=== What the task asks ===
Tally the lines of the items below that contain the string "focus", and reply with that number alone.

=== Task material ===
+++++

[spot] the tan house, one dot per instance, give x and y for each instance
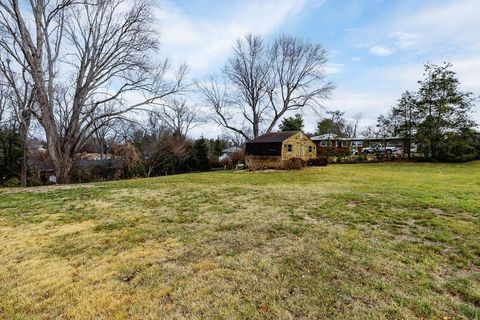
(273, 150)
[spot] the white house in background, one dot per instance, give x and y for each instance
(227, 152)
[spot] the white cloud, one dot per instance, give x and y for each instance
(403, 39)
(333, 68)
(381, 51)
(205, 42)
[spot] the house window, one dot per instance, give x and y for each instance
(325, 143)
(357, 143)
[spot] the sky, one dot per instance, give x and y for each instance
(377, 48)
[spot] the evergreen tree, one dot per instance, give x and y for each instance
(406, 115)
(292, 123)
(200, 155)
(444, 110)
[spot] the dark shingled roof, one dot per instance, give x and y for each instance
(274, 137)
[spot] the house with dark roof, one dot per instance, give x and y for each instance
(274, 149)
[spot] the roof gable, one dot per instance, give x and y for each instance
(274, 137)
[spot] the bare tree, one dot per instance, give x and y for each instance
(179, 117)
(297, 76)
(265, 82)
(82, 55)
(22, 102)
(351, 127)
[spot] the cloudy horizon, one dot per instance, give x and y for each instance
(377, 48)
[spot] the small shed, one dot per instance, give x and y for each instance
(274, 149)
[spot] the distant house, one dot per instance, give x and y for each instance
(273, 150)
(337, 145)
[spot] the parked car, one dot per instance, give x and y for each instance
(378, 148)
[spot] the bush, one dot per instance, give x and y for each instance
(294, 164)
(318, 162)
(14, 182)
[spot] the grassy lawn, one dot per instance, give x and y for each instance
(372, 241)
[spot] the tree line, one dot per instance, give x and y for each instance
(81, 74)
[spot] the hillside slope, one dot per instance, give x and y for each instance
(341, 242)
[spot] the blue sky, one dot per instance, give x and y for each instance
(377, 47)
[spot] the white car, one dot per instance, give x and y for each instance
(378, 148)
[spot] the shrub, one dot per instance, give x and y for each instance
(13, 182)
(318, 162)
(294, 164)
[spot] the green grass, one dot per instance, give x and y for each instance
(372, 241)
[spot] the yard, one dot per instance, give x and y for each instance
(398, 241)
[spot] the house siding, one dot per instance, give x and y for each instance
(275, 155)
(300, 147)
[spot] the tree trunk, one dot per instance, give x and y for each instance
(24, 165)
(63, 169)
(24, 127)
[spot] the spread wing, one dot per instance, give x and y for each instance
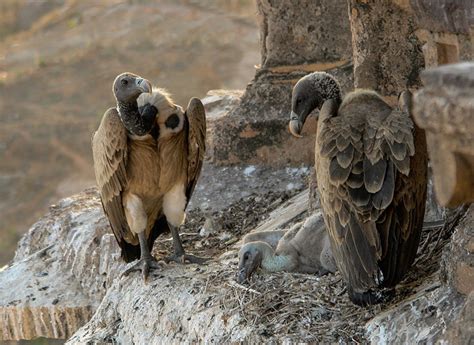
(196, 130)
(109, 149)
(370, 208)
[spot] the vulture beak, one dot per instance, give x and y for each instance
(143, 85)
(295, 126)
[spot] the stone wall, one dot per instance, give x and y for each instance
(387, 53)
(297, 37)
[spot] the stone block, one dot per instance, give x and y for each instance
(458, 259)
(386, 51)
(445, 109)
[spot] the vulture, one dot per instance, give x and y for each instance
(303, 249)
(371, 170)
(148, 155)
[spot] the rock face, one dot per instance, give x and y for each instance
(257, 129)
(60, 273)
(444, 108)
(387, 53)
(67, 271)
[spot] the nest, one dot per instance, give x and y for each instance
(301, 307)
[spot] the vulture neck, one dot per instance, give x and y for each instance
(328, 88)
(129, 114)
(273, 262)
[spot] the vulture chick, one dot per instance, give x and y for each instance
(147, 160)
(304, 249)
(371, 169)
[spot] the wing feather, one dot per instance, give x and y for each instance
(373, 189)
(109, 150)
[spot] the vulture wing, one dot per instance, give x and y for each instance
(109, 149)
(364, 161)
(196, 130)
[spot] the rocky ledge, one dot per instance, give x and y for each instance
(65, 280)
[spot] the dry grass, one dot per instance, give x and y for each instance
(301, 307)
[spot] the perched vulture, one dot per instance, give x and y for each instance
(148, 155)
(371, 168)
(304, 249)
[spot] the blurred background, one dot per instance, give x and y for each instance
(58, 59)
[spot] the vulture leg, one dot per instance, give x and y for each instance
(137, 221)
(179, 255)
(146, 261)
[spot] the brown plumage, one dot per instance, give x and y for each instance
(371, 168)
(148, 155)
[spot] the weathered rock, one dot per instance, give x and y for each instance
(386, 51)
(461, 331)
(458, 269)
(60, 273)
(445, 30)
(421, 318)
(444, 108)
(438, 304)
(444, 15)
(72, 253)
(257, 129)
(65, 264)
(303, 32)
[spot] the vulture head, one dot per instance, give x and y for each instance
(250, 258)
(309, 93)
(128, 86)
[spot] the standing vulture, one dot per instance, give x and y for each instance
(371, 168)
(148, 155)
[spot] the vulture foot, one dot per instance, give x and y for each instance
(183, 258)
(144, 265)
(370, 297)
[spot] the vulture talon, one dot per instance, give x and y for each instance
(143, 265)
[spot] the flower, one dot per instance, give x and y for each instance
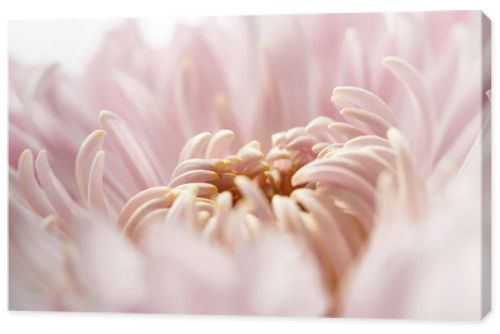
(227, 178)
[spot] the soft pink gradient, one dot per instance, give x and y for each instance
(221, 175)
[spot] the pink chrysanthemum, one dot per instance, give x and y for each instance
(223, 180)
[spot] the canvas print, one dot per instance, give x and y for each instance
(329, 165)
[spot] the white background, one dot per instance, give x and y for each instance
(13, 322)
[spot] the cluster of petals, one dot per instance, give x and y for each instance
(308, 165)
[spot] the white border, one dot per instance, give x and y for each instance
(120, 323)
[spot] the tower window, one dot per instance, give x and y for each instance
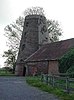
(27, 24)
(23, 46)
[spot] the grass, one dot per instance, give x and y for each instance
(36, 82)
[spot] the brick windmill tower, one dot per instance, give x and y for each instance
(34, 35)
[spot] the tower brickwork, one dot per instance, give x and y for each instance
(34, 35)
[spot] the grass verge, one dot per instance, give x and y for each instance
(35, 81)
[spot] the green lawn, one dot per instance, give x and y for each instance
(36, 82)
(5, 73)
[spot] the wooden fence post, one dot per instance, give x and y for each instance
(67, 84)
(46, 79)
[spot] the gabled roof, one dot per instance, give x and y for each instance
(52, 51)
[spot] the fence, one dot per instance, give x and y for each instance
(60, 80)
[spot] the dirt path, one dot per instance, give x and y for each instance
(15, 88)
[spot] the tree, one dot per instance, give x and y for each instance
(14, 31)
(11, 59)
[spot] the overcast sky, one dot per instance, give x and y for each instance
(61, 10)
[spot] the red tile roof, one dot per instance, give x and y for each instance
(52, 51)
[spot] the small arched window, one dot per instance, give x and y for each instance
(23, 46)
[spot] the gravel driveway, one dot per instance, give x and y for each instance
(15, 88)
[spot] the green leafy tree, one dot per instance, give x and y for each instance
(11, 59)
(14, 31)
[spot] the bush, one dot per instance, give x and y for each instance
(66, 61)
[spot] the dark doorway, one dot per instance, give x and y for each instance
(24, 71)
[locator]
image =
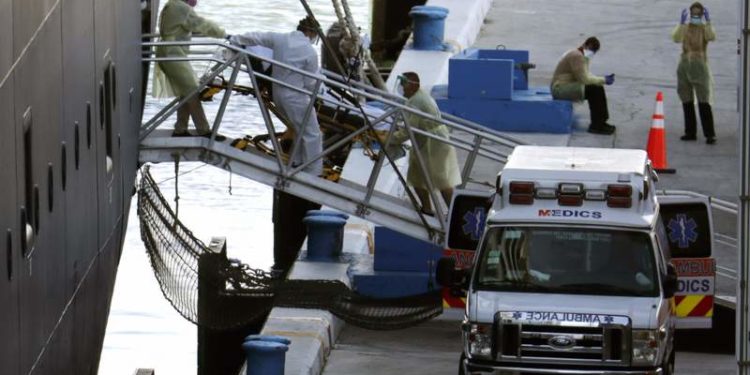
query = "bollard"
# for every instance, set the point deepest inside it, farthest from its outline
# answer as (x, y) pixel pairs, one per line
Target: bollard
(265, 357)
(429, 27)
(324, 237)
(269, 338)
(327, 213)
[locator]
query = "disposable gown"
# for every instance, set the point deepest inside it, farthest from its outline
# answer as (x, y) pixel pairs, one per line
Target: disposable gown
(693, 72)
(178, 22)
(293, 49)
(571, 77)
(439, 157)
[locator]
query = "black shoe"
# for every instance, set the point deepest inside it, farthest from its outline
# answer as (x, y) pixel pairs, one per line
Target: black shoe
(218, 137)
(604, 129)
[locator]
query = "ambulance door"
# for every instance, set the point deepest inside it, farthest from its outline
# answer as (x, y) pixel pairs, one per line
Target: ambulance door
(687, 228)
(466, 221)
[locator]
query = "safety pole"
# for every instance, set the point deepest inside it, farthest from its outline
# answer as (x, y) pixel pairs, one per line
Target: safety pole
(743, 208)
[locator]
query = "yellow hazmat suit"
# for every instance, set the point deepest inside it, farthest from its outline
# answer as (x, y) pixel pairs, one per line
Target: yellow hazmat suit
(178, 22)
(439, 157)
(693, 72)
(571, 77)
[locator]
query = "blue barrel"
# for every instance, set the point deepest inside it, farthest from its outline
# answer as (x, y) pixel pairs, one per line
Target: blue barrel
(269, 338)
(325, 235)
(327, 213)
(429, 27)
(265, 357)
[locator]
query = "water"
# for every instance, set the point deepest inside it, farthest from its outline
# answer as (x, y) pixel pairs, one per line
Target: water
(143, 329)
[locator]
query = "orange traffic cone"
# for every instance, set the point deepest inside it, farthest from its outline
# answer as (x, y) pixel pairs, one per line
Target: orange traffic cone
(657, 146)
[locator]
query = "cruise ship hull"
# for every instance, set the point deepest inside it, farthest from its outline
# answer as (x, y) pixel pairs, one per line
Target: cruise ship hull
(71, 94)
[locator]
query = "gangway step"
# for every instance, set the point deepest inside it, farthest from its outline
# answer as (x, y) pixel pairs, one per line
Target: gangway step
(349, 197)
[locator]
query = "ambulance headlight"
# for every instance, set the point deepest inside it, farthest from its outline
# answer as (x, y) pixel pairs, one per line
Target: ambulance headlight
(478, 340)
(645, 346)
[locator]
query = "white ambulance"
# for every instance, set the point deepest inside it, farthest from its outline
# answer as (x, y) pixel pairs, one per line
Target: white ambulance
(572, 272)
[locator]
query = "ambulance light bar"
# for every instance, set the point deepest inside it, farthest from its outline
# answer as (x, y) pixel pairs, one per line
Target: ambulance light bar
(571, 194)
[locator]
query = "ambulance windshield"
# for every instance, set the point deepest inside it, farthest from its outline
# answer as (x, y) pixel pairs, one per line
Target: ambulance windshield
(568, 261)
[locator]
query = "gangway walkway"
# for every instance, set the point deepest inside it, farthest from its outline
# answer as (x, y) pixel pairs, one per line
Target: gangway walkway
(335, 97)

+++++

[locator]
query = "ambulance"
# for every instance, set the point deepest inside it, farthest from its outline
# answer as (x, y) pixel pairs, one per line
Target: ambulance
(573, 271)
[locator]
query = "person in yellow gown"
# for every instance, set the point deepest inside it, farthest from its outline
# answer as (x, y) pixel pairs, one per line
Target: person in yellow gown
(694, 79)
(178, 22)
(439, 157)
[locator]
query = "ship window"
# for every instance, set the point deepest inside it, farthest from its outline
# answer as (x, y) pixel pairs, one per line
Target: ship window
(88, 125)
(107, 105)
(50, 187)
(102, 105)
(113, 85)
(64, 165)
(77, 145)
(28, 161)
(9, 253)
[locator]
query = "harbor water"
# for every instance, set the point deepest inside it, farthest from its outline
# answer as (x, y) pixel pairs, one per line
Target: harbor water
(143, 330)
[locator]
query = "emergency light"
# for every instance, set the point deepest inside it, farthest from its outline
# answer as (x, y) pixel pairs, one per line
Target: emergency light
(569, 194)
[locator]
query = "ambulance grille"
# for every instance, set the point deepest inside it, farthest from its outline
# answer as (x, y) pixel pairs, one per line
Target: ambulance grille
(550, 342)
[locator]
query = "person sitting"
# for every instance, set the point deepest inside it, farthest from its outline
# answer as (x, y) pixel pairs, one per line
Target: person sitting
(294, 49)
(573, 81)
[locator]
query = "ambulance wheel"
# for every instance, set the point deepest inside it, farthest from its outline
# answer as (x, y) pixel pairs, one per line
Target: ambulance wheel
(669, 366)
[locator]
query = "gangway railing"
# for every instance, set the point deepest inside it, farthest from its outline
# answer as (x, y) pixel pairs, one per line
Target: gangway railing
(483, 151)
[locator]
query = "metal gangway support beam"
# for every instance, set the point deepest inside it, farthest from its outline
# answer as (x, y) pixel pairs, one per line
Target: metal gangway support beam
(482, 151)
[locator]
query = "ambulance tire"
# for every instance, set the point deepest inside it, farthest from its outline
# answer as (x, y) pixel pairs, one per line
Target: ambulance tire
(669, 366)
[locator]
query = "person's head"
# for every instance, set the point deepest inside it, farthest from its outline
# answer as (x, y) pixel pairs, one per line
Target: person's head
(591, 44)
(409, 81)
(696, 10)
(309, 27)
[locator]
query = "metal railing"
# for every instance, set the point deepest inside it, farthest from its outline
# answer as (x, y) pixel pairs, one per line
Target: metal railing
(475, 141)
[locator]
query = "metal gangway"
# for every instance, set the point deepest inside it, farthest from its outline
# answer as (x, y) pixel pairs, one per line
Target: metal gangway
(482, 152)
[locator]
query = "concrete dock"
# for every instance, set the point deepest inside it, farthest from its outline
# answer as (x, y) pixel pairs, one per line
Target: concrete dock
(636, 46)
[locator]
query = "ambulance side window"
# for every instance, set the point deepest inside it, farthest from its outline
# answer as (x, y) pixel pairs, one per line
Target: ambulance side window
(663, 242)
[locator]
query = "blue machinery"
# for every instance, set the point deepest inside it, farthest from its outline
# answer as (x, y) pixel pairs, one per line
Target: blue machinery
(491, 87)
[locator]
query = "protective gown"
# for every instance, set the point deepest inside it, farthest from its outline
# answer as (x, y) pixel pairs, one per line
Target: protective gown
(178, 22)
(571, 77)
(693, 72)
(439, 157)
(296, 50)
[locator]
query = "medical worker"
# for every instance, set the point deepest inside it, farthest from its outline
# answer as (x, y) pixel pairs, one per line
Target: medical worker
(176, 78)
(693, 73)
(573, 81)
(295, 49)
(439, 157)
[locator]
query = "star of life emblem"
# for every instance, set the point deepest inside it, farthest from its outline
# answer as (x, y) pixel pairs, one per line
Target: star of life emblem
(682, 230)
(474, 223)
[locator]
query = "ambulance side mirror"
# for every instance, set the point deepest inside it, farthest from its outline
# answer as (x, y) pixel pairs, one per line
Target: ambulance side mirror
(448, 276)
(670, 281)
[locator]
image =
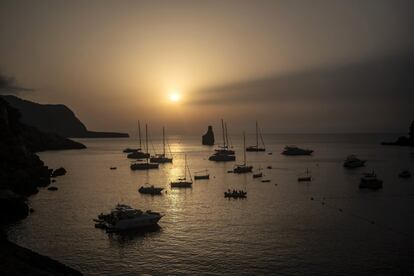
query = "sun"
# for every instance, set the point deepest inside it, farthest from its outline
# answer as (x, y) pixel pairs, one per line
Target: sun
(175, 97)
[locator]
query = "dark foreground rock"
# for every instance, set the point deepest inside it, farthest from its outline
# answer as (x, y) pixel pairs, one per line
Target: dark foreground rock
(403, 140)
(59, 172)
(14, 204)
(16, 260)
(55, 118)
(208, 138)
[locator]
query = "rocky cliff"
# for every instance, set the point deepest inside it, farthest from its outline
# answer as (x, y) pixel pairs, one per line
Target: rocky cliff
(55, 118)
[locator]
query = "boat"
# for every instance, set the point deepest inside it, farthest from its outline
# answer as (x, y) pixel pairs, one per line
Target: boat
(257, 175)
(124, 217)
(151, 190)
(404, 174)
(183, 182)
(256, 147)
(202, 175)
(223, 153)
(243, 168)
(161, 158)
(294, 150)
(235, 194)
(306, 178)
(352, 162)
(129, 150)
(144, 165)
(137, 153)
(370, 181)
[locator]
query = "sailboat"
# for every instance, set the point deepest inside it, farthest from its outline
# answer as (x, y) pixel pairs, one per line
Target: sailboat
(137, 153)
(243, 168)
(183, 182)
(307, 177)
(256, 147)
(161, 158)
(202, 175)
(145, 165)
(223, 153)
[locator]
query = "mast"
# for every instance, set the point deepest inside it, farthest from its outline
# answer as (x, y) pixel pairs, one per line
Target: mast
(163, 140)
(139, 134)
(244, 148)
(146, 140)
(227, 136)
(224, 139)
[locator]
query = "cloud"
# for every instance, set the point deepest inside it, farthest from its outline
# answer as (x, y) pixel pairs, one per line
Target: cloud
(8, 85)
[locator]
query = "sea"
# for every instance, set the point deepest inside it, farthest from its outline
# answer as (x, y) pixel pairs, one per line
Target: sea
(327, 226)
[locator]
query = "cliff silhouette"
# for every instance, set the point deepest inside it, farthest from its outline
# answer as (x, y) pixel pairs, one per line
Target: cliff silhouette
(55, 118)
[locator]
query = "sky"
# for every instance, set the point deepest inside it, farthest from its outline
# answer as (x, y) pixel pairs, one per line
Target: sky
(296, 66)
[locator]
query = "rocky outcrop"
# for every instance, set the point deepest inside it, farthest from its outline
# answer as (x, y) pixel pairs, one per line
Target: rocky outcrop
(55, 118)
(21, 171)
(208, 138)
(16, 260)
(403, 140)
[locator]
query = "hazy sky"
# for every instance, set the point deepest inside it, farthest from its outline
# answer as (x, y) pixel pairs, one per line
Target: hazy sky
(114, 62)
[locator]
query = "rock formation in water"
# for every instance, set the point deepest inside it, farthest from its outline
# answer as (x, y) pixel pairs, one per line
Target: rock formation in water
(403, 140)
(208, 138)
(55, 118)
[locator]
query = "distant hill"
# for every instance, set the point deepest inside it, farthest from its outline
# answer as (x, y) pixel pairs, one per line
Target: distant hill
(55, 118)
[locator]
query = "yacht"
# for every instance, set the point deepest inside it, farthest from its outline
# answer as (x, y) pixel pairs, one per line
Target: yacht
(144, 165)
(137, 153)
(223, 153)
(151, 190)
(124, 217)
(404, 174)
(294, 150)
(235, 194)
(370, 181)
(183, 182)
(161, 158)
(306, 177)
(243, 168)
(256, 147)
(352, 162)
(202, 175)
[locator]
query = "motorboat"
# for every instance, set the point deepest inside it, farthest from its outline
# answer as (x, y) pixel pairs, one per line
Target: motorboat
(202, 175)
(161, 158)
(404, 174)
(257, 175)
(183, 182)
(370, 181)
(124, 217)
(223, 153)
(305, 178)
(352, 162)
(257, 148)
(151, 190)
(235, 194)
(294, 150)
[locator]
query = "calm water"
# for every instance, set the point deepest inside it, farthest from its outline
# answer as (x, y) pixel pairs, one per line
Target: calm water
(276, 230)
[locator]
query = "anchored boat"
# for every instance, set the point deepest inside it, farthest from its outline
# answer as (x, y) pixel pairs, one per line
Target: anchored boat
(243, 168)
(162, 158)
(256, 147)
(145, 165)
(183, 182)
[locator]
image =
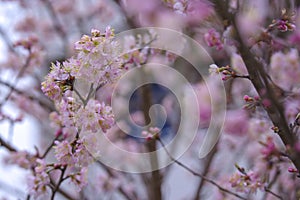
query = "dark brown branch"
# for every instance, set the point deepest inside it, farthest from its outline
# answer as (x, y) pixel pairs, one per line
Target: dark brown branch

+++++

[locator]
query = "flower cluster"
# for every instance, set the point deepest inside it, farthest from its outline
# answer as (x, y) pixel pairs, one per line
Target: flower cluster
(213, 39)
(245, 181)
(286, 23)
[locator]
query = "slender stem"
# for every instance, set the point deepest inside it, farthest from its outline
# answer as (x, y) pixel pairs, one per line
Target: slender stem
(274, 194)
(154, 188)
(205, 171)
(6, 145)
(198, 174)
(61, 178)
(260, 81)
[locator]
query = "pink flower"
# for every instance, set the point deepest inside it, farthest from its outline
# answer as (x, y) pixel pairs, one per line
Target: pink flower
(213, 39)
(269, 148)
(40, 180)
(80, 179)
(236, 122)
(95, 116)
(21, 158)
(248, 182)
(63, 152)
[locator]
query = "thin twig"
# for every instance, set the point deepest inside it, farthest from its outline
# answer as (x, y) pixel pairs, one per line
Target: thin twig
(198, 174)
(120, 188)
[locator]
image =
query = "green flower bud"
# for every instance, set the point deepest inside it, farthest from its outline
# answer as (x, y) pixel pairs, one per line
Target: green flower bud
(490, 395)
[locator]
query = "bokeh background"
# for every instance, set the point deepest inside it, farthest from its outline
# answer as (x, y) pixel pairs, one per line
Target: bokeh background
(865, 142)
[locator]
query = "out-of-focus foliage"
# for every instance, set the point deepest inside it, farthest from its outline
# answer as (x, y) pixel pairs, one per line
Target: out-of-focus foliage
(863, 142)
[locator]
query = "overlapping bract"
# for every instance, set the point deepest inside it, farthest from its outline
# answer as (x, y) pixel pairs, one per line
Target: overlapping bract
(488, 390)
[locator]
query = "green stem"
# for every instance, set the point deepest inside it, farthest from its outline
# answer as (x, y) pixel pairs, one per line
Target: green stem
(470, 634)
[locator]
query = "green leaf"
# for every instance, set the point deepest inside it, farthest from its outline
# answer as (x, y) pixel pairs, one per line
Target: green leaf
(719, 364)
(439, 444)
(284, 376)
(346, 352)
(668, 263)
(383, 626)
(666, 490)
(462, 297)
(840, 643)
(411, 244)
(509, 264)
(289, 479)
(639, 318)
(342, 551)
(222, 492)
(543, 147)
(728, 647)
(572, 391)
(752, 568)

+++++

=== Written solution ===
2